* _EXERCISE PROMPT_
According to the DIKI project page below, why does the study use pre-trained Vision-Language Models, and what problem does their use introduce?

* _PASSAGE TO READ_

** start **

# DIKI

**Repository Path**: xiaowenza/DIKI

## Basic Information

- **Project Name**: DIKI
- **Description**: No description available
- **Primary Language**: Unknown
- **License**: Not specified
- **Default Branch**: main
- **Homepage**: None
- **GVP Project**: No

## Statistics

- **Stars**: 0
- **Forks**: 0
- **Created**: 2025-12-05
- **Last Updated**: 2025-12-05

## Categories & Tags

**Categories**: Uncategorized

**Tags**: None

## README

# [ECCV 2024] Mind the Interference: Retaining Pre-trained Knowledge in Parameter Efficient Continual Learning of Vision-Language Models

Official implementation of our ECCV 2024 paper [Mind the Interference: Retaining Pre-trained Knowledge in Parameter Efficient Continual Learning of Vision-Language Models](https://arxiv.org/abs/2407.05342).


## Introduction

**TL;DR**: We introduce a parameter-efficient method to retain pre-trained knowledge in VLMs during continual learning.

This study addresses the Domain-Class Incremental Learning problem, a realistic but challenging continual learning scenario where both the domain distribution and target classes vary across tasks. To handle these diverse tasks, pre-trained Vision-Language Models (VLMs) are introduced for their strong generalizability. However, this incurs a new problem: the knowledge encoded in the pre-trained VLMs may be disturbed when adapting to new tasks, compromising their inherent zero-shot ability. Existing methods tackle it by tuning VLMs with knowledge distillation on extra datasets, which demands heavy computation overhead.

** end **

* _RAW DATA_
** start **

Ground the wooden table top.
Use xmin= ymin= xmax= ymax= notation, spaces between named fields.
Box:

** end **

* _REPLY TO THE TASK_
Pre-trained Vision-Language Models are used because of their strong generalizability, which helps with the diverse tasks of Domain-Class Incremental Learning. Their use introduces a problem: adapting them to new tasks can disturb the knowledge encoded in them and compromise their inherent zero-shot ability.